◆ **Aim**:
Copy out every line of the records below word for word, omitting the pictures.

◆ **Available data**:
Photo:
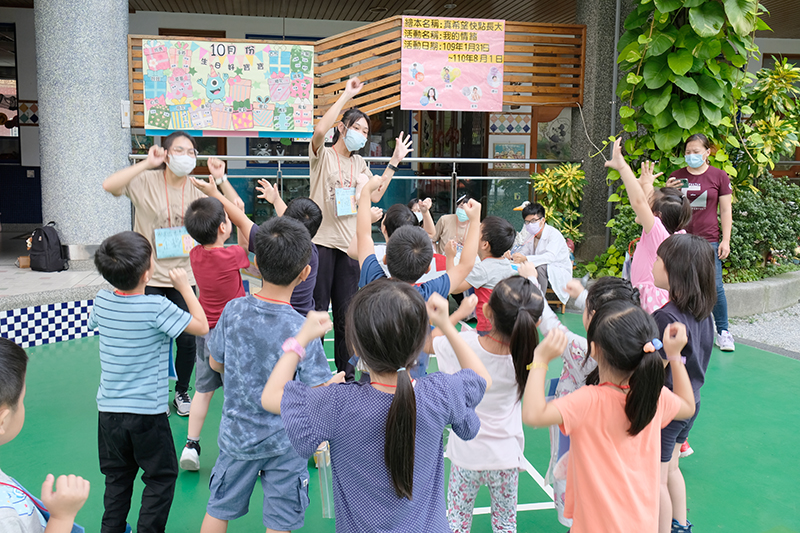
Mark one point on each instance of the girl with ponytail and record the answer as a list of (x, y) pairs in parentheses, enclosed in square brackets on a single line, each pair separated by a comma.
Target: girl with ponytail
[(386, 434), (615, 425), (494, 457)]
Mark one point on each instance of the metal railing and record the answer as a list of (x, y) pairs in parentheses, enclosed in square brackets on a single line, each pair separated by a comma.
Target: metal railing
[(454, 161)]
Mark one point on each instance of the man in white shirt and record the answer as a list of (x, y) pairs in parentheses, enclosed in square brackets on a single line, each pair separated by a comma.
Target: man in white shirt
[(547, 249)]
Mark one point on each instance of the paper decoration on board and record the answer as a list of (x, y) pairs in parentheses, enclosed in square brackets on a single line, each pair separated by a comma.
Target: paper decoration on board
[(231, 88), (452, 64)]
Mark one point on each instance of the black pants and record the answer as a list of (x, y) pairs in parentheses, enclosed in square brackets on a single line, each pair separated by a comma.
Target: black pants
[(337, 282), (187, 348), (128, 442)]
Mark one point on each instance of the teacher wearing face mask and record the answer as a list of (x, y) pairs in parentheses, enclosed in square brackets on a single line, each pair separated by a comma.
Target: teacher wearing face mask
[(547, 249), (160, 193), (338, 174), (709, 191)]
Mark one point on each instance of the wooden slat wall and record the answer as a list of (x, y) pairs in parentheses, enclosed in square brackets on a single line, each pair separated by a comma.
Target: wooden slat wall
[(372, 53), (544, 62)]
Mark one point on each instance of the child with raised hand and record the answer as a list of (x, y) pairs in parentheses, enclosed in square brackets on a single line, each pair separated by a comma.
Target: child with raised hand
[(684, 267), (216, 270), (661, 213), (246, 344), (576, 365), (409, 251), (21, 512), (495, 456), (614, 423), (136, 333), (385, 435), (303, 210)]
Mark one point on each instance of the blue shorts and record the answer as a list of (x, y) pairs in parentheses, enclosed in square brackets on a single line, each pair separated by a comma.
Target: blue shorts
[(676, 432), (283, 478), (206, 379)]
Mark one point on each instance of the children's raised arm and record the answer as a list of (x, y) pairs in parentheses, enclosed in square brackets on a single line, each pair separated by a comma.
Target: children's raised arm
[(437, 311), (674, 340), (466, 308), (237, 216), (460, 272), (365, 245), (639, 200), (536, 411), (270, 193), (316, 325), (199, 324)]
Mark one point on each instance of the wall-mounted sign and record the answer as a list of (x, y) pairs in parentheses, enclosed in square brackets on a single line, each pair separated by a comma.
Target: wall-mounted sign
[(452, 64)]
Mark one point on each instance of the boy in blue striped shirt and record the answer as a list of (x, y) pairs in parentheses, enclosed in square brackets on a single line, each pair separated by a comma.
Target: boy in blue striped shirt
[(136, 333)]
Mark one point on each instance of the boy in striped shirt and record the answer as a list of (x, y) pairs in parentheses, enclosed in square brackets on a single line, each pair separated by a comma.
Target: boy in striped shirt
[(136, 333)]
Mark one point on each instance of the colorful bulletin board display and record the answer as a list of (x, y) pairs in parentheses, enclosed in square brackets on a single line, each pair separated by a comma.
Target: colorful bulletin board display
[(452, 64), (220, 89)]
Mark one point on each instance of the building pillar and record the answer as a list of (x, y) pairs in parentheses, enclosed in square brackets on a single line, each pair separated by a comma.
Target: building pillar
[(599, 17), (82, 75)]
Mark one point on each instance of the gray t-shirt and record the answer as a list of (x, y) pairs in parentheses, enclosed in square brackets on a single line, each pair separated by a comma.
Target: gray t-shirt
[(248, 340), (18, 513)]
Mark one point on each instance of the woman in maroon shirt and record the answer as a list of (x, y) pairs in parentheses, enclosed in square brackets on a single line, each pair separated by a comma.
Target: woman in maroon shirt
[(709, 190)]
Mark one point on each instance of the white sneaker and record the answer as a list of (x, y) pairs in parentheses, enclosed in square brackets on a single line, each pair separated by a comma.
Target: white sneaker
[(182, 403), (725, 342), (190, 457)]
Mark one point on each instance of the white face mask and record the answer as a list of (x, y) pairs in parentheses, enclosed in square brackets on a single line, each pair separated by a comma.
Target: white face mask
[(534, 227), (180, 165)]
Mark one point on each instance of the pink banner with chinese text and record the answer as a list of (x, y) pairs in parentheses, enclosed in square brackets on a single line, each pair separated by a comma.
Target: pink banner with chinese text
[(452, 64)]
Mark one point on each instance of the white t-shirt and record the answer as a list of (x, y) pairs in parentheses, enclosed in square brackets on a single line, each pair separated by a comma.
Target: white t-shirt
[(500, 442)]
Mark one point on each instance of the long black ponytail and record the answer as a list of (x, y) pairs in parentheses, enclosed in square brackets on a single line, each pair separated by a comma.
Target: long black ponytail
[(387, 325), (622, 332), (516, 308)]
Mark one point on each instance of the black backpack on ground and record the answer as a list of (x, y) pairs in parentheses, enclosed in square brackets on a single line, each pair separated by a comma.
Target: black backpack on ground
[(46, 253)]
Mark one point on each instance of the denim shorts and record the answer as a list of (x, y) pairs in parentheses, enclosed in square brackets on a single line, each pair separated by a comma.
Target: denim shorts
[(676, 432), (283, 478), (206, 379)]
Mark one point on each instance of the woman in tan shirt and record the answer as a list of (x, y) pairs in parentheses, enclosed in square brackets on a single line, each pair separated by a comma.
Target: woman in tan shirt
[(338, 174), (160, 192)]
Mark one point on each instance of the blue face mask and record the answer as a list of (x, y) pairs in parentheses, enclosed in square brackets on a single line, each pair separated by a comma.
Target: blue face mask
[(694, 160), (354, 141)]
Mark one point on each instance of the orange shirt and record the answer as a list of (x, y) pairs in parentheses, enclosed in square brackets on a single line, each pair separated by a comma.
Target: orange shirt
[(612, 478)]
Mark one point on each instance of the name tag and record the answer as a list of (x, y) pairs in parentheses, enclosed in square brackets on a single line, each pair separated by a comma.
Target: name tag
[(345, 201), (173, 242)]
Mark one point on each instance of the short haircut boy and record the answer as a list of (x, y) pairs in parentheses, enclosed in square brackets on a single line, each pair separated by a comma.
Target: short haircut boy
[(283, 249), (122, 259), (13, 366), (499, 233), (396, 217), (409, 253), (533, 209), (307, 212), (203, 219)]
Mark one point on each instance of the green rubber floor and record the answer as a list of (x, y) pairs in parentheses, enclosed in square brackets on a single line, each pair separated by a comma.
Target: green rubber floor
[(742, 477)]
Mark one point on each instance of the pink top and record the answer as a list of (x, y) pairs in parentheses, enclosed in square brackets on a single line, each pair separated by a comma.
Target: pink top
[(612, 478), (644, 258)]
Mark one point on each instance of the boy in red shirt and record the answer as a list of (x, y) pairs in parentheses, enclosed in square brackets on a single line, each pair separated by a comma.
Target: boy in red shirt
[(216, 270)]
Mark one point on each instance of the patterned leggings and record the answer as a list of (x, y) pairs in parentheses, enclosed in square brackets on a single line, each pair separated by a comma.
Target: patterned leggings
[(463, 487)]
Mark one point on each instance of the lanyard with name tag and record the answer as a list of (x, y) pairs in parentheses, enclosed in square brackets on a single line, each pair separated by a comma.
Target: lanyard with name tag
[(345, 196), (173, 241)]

◆ **Task answer**:
Photo:
Mark one point on each instance of the girl with ponytail and record the answer as a list of (x, y) pairs in parentheses, enclosed in square brackets on a single line, each pair separated by a comma.
Target: girl with ponytail
[(386, 434), (615, 425), (494, 457)]
Mark one point on each instance of the metal railing and record the answer as a list of (x, y) pairs in parentheses, enclosed in square brackets on a single line, each pair separated by a comma.
Target: metal railing
[(454, 161)]
Mark one point on each instance of the man in white shirt and record the answer as a list of (x, y) pairs in parentheses, enclosed in square brackets on a single line, each pair separated by a comma.
Target: man in white shirt
[(547, 249)]
Mark one point on each instance of the paper decoration on board and record the answer as a list of (x, y) pairs in parentheses, enclosed in square brackets on a single line, each pair separated by a comma.
Target: paper decoration on board
[(231, 88), (452, 64)]
Mark one point on each instance of the black pants and record the answer as a list of (x, y) pairs in parentheses, enclosed in square brackets on a single line, each pair separated by a comma.
Target: black pants
[(337, 282), (187, 348), (128, 442)]
Mark one point on each instance of the teacher wearing face mask and record the answer as a list of (x, y) pairs in parentheses, enclosed in square brackets on a single line, each pair separated by a comma.
Target: teacher wearing face mask
[(547, 249), (160, 193), (338, 174), (709, 191)]
Mark one point on each instance of the wooden slat wall and record the answer as a list of (x, y) pairs in parentheses, enclosed in square brackets on a single line, each pair separated by a comma.
Target: wooden slat wall
[(372, 53), (544, 62)]
Mark one point on each instance of the child with raised hand and record the answer as a list of (x, y) pairs in parentheses, enclosed in square brackets on a single line, each pair separated by a comma.
Target: child with raised hand
[(684, 267), (216, 270), (661, 213), (246, 344), (576, 365), (409, 251), (21, 512), (495, 456), (614, 423), (136, 333), (385, 435), (303, 210)]
Mark one point on each instance of the blue shorts and record the answer as a list of (x, y) pairs in parentheses, enclosed in square brackets on a single line, each pair separated by a comma.
Target: blue shorts
[(676, 432), (283, 478), (206, 379)]
Mark one point on each instance of the children's raised arm and record the answer as a list of (x, y) pairs in parentheses, enclosed in square brackets on a single line, each pair separated by a comma.
Target: children's raised arm
[(437, 311), (674, 340), (466, 308), (237, 216), (460, 272), (365, 245), (639, 200), (536, 411), (270, 193), (316, 325), (199, 324)]
Mark one point on each instance of the wall-mounted sign and record the answer as a list of (x, y) pairs in parentheses, enclosed in square brackets on a single line, each pair separated by a comma.
Target: wall-mounted sign
[(452, 64)]
Mark one point on each instance of the boy in blue striped shirt and record the answer as a list of (x, y) pairs in parentheses, enclosed in square brackets on a single line, each pair separated by a comma.
Target: boy in blue striped shirt
[(136, 333)]
Mark one point on each instance of the boy in striped shirt and record the answer as a list of (x, y) pairs in parentheses, enclosed in square brackets on a single line, each pair separated by a comma.
Target: boy in striped shirt
[(136, 333)]
Mark one point on each instance of the colorful bulletin board display and record the answer as a list of (x, y) pairs in parentheses, enclosed in square brackets on a single line, each pair separated by a comma.
Target: colorful bulletin board display
[(452, 64), (220, 89)]
Mark one point on each instance of the building pillar and record the answer as a list of (x, y) pairs in parentheses, enclosed in square brackets on a single line, each pair separated by a comma.
Target: building pillar
[(599, 17), (82, 75)]
Mark one point on each instance of the gray t-shirt and record the answer as a list of (x, y) pairs in parentheses, enclosed in square brackets on a single line, each pair separated by a comma.
Target: gray t-shirt
[(248, 340), (18, 513)]
Mark one point on each instance of the woman in maroon shirt and record the answer as a list of (x, y) pairs in parentheses, enclosed in square brackets on a single line, each pair separated by a comma.
Target: woman in maroon shirt
[(709, 190)]
Mark one point on each instance of the white sneaker and record the answer as a list of (x, y) pairs in parentheses, enclosed in square brackets on a single line, each pair separated by a comma.
Target: white sneaker
[(182, 403), (725, 342), (190, 457)]
Mark one point on each instance of the white face mask and record the answer as a list of (x, y) pairs in parentheses, enclosed in square brackets on a single line, each pair separated by a comma.
Target: white face mask
[(534, 227), (180, 165)]
Mark one point on each instance of the pink banner with chinese text and record the answer as a list of (x, y) pairs in parentheses, enclosed in square brackets on a single line, each pair separated by a comma.
Target: pink banner with chinese text
[(452, 64)]
Mark one point on each instance of the white t-shirt and record the answer as a list of (x, y) pairs in parentheses, enclosed in square brackets on a single line, each pair separated by a comma.
Target: white t-shirt
[(500, 442)]
Mark one point on each instance of the long black ponytail and record the answer as a list of (x, y) pairs in parentheses, enclosed in square brackets on a single line, each pair separated by a comma.
Target: long black ponytail
[(387, 325), (622, 332), (516, 308)]
Mark one point on each instance of the black backpack on ground and record the answer as a list of (x, y) pairs in parentheses, enclosed in square brackets on a single line, each pair separated by a comma.
Target: black backpack on ground
[(46, 253)]
Mark one point on each instance of the denim shorts and record the answer as a list of (x, y) pairs in parentheses, enclosed in square brackets on a single line, each pair separated by a comma.
Target: denim shorts
[(676, 432), (283, 478), (206, 379)]
Mark one point on each instance of the woman in tan shirt and record the answer as a list of (x, y) pairs in parentheses, enclosed in square brackets on a single line, each pair separated by a comma.
Target: woman in tan shirt
[(338, 174), (160, 192)]
Mark one point on each instance of the blue face mask and record the answer as a list of (x, y) pairs in parentheses, enclosed in square brackets on a single line, each pair separated by a comma.
Target: blue face mask
[(694, 160), (354, 141)]
Mark one point on each instance of the orange shirt and record the answer as a list of (x, y) pairs in parentheses, enclosed in square brackets on a single line, each pair separated by a comma.
Target: orange shirt
[(612, 478)]
Mark one point on each instance of the name tag and record the answer as a list of (x, y) pairs in parentheses, enclosed in square brackets on a single line, each pair separated by a comma.
Target: name tag
[(345, 201), (173, 242)]
Mark one point on each instance of the short haircut boy and record the answer as a list of (x, y) pairs in parentheses, enclosed in square brackets on a single line, each pair separated by a comma.
Target: short haircut boy
[(283, 249), (122, 259), (13, 366), (499, 233), (396, 217), (409, 253), (533, 209), (307, 212), (203, 219)]
Mark one point on each instance of the green rubber floor and record the answer as a list of (x, y) pairs in parentheses, enclosed in square brackets on a single line, each pair separated by a comma.
Target: green rubber floor
[(742, 477)]
Mark one point on each instance of the pink top and record the answer as a list of (x, y) pairs in parentheses, enclosed in square brackets on a single line, each pair separated by a comma.
Target: pink top
[(612, 478), (644, 258)]
Mark one point on each instance of the boy in red shirt and record the answer as a list of (x, y) pairs in parentheses, enclosed in square brackets on a single line, each pair separated by a comma.
Target: boy in red shirt
[(216, 270)]
Mark one point on each instance of the patterned leggings and record the answer as a list of (x, y) pairs in parentheses, enclosed in square brackets on a single line, each pair separated by a comma.
Target: patterned leggings
[(463, 487)]
Mark one point on each instance of the lanyard with name tag and record the answer as a list of (x, y) pairs in parentheses, enclosed in square brackets on a single line, each pair separated by a comma.
Target: lanyard with name tag
[(345, 196), (173, 241)]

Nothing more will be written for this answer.